WORK REQUEST: Please take the records that follow and repeat exactly the lines starting with the line with "286, row 194" and going on through the line with "263, row 457".

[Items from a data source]
·····
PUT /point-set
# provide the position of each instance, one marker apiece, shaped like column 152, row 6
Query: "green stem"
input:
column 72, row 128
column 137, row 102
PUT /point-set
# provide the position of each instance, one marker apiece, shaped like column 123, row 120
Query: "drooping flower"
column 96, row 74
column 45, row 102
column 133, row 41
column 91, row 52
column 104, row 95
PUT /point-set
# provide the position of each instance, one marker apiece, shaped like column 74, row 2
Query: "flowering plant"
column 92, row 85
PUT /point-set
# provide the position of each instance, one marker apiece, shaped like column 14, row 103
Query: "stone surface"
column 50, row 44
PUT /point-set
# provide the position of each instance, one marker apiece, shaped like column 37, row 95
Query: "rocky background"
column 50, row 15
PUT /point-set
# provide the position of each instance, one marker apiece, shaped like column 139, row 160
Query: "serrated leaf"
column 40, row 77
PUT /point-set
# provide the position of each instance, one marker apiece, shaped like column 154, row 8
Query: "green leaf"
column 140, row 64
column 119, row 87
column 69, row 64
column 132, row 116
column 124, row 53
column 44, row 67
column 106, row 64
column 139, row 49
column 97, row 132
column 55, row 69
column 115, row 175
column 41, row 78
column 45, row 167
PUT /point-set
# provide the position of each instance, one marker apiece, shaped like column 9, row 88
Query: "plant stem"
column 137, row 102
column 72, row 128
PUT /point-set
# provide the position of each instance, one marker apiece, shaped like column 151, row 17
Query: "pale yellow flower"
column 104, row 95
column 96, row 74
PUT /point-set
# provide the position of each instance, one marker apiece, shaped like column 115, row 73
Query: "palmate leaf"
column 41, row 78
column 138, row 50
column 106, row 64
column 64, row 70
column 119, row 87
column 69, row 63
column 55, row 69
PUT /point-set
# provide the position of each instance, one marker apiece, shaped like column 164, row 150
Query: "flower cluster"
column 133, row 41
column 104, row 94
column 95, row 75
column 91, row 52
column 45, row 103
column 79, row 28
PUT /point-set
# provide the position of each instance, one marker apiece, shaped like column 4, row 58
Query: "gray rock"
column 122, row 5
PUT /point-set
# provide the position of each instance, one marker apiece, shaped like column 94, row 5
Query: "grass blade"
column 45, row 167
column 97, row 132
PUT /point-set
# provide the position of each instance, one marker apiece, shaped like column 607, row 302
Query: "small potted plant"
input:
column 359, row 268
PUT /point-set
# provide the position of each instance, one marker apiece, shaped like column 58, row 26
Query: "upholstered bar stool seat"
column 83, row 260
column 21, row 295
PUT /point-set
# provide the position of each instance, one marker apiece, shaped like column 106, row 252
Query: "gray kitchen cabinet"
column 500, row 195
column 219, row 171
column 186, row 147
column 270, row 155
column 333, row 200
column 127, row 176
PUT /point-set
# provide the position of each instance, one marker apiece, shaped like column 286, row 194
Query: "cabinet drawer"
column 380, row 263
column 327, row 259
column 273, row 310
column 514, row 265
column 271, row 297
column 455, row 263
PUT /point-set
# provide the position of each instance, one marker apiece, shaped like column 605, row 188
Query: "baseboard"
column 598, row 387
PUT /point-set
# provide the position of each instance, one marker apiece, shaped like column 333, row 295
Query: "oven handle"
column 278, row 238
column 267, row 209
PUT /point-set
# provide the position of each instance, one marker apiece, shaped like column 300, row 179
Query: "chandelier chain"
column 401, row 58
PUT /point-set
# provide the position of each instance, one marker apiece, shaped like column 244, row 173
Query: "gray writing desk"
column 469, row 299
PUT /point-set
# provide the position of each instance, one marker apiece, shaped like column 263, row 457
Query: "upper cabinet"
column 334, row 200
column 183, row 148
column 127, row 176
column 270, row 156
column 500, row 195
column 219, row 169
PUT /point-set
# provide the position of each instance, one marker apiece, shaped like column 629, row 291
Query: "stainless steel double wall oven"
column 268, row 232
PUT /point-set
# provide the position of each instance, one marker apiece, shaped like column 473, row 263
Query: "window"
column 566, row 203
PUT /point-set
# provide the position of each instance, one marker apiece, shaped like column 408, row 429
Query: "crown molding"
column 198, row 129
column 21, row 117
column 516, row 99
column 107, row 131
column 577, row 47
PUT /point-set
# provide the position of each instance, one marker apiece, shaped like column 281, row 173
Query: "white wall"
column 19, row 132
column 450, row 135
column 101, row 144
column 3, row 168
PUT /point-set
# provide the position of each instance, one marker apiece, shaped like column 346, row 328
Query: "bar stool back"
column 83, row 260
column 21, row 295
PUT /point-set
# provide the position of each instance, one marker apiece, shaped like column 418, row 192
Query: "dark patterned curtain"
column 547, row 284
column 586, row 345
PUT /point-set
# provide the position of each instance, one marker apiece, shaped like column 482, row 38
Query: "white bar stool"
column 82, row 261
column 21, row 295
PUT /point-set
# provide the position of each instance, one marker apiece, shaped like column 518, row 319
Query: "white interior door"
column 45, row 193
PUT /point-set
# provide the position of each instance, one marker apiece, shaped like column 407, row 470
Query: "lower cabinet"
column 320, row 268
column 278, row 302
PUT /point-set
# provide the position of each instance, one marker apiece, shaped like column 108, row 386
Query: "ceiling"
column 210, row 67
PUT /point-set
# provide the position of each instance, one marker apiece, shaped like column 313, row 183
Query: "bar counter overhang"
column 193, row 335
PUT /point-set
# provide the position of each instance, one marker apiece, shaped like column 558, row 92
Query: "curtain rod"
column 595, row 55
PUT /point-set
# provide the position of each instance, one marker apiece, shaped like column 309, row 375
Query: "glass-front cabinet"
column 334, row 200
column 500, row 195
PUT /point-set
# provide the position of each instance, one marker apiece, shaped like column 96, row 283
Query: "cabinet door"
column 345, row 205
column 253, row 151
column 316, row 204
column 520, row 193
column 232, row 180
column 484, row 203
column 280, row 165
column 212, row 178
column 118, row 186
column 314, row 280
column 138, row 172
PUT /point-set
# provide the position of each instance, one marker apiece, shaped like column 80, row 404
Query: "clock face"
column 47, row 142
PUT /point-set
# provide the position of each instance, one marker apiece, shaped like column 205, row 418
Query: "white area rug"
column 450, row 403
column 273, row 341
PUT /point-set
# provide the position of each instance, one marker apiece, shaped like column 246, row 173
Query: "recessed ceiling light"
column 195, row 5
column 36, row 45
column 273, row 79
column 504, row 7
·····
SOLUTION TO THIS TASK:
# provide the position of each instance, one marker apiece, shaped like column 286, row 194
Query: "cabinet drawer"
column 380, row 263
column 327, row 259
column 273, row 310
column 514, row 265
column 271, row 297
column 455, row 263
PUT /point-set
# provide the position of each instance, one marker apiece, shaped like column 605, row 188
Query: "baseboard"
column 598, row 387
PUT /point-set
# provide the position of each instance, one marker apiece, shaped like column 333, row 295
Query: "oven handle"
column 278, row 238
column 267, row 209
PUT /point-set
# provide the position of each instance, one marker apiece, shaped like column 300, row 179
Query: "chandelier chain"
column 401, row 58
PUT /point-set
# provide the position of each instance, one marker apiece, shaped like column 244, row 173
Query: "gray writing desk"
column 469, row 299
PUT /point-set
# provide the position of each instance, one marker apiece, shaped like column 263, row 457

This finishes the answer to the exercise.